| What needs to be done |
Here is the listing. Print it exactly.
########################################
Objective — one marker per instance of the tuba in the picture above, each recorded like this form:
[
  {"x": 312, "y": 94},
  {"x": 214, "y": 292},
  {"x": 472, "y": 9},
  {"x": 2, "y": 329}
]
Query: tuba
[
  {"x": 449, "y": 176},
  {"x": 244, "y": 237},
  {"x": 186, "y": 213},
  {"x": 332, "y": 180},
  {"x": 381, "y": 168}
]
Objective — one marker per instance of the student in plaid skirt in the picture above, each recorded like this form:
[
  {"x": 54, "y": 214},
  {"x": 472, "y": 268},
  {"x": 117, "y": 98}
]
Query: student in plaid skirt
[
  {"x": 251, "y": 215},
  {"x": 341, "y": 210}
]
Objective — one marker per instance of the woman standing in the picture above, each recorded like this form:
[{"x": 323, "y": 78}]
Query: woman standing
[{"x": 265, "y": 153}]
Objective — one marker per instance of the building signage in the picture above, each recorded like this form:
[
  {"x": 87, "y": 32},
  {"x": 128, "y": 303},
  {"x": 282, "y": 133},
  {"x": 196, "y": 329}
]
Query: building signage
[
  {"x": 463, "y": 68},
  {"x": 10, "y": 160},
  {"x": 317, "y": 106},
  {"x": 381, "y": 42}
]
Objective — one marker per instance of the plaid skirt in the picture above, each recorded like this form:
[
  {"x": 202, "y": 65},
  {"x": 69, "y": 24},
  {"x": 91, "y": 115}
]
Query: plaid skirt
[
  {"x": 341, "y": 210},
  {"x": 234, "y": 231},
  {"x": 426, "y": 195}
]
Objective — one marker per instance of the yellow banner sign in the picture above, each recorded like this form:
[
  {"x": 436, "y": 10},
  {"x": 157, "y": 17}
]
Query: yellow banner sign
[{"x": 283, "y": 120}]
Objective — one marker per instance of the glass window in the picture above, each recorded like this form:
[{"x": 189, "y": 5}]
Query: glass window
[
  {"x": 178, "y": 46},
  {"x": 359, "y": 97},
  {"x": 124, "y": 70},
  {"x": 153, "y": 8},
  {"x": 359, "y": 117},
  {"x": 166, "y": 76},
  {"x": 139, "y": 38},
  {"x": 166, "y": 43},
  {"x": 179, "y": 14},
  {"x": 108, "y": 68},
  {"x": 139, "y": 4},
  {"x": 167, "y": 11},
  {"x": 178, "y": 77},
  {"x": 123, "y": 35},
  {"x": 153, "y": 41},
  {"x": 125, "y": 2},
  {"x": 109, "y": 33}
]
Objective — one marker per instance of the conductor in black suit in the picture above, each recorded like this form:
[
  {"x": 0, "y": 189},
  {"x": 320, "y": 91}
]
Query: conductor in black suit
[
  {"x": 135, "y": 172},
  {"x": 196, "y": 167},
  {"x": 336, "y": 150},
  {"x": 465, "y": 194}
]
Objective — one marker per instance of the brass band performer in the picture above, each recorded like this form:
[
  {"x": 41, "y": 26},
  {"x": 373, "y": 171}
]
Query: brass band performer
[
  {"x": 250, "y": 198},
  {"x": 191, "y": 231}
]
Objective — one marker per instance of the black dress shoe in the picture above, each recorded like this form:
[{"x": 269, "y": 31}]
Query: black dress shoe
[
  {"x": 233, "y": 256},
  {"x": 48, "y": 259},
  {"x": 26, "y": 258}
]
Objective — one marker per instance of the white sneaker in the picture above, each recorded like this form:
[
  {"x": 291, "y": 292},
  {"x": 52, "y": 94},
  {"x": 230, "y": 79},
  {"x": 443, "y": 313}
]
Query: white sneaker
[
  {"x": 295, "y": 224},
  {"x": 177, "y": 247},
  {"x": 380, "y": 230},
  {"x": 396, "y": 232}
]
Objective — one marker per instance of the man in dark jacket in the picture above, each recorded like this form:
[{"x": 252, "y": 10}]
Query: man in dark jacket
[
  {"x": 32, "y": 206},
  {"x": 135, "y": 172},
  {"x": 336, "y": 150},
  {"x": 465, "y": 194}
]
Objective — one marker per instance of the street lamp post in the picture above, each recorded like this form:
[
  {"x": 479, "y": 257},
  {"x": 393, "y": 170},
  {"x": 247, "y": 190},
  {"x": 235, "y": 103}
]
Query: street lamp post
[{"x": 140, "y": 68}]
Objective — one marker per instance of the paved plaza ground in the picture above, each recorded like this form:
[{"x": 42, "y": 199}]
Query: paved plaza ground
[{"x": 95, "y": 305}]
########################################
| Response |
Objective — one marker per instance of the tuba in the picture above, each recorded like this form:
[
  {"x": 312, "y": 94},
  {"x": 214, "y": 292},
  {"x": 472, "y": 9},
  {"x": 2, "y": 329}
]
Query: tuba
[
  {"x": 449, "y": 176},
  {"x": 244, "y": 237},
  {"x": 186, "y": 213},
  {"x": 332, "y": 180},
  {"x": 381, "y": 168}
]
Objective — one marker per instance of the student in plaid skirt in the picture above, each recorded like this form:
[
  {"x": 54, "y": 214},
  {"x": 472, "y": 268},
  {"x": 117, "y": 98}
]
Query: student in plaid skirt
[
  {"x": 251, "y": 215},
  {"x": 341, "y": 210}
]
Objective — one marker per instance of the woman standing in the picture above, each recorded like this form:
[{"x": 323, "y": 78}]
Query: woman standing
[{"x": 265, "y": 153}]
Objective — one marker per instance of the building signage in the picture above, each recorded like this form:
[
  {"x": 87, "y": 32},
  {"x": 128, "y": 303},
  {"x": 282, "y": 133},
  {"x": 196, "y": 329}
]
Query: building signage
[
  {"x": 463, "y": 68},
  {"x": 10, "y": 160},
  {"x": 317, "y": 106},
  {"x": 381, "y": 42}
]
Objective — one marker per instance of the plaid skirt in the picture above, each recorded like this form:
[
  {"x": 202, "y": 65},
  {"x": 69, "y": 24},
  {"x": 91, "y": 115}
]
Query: plaid skirt
[
  {"x": 341, "y": 210},
  {"x": 234, "y": 231},
  {"x": 426, "y": 195}
]
Objective — one marker per instance of the yellow banner sign in the picture above, each recorded like this form:
[
  {"x": 436, "y": 10},
  {"x": 157, "y": 17}
]
Query: yellow banner sign
[{"x": 283, "y": 120}]
Objective — one marker per instance of the glass window in the picture above, each recorded like this form:
[{"x": 189, "y": 5}]
Query: glass window
[
  {"x": 178, "y": 46},
  {"x": 359, "y": 97},
  {"x": 124, "y": 70},
  {"x": 153, "y": 8},
  {"x": 359, "y": 117},
  {"x": 166, "y": 76},
  {"x": 139, "y": 38},
  {"x": 166, "y": 43},
  {"x": 179, "y": 14},
  {"x": 108, "y": 68},
  {"x": 139, "y": 4},
  {"x": 167, "y": 11},
  {"x": 178, "y": 77},
  {"x": 123, "y": 35},
  {"x": 153, "y": 41},
  {"x": 125, "y": 2},
  {"x": 109, "y": 33}
]
Objective — one marker per instance of the conductor in black suit in the picture above, each recorded like this form:
[
  {"x": 0, "y": 189},
  {"x": 320, "y": 91}
]
Query: conductor in black suit
[
  {"x": 135, "y": 172},
  {"x": 196, "y": 167},
  {"x": 336, "y": 150},
  {"x": 465, "y": 194}
]
Objective — one marker per instance of the brass band performer in the picture above, each recorded like this form:
[
  {"x": 41, "y": 26},
  {"x": 373, "y": 171}
]
Query: brass band performer
[
  {"x": 250, "y": 198},
  {"x": 191, "y": 231}
]
Objective — one marker per instance of the black dress shoe in the picture above, each recorded like this form:
[{"x": 269, "y": 31}]
Query: black dress shoe
[
  {"x": 233, "y": 256},
  {"x": 48, "y": 259},
  {"x": 26, "y": 258}
]
Objective — one marker per instance of the white sneaker in the picture above, each recorded like this form:
[
  {"x": 291, "y": 292},
  {"x": 52, "y": 94},
  {"x": 230, "y": 79},
  {"x": 443, "y": 313}
]
Query: white sneaker
[
  {"x": 295, "y": 224},
  {"x": 177, "y": 247},
  {"x": 380, "y": 230},
  {"x": 396, "y": 232}
]
Objective — one marker per instance of the man in dark jacket in the picture above, each recorded like this form:
[{"x": 252, "y": 10}]
Query: man in dark jacket
[
  {"x": 32, "y": 206},
  {"x": 135, "y": 172},
  {"x": 336, "y": 150},
  {"x": 465, "y": 194}
]
Objective — one marker per instance of the street lamp post in the picture above, each recorded like this form:
[
  {"x": 479, "y": 257},
  {"x": 393, "y": 170},
  {"x": 247, "y": 190},
  {"x": 235, "y": 103}
]
Query: street lamp post
[{"x": 140, "y": 68}]
Objective — one marker per instance of the paved plaza ground in the picture above, each recorded like this form:
[{"x": 42, "y": 199}]
Query: paved plaza ground
[{"x": 95, "y": 305}]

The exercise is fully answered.